▶ [Required work] Write out all the lines below again, leaving out the pictures, and increase every bounding box coordinate in the results by 41.

>> begin The data

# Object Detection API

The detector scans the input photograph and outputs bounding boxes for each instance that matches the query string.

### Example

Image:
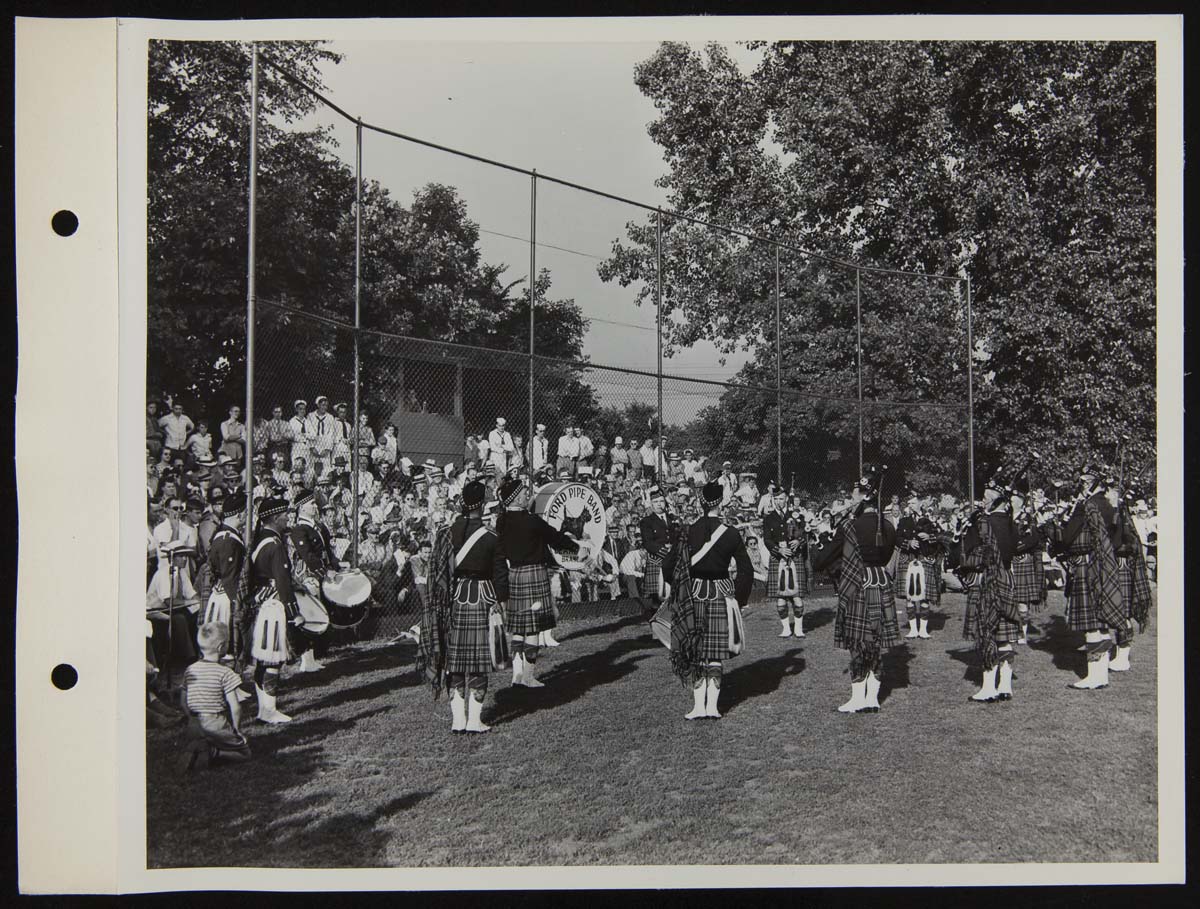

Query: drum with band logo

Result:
[320,568,371,628]
[295,589,329,638]
[533,482,608,571]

>> end The data

▶ [The result]
# Object Detection API

The detector scans the input photograph and outputs bounding boxes for each instance that matches the query string.

### Example

Image:

Query: drum with band logo

Result:
[361,609,412,669]
[336,630,370,679]
[574,523,649,612]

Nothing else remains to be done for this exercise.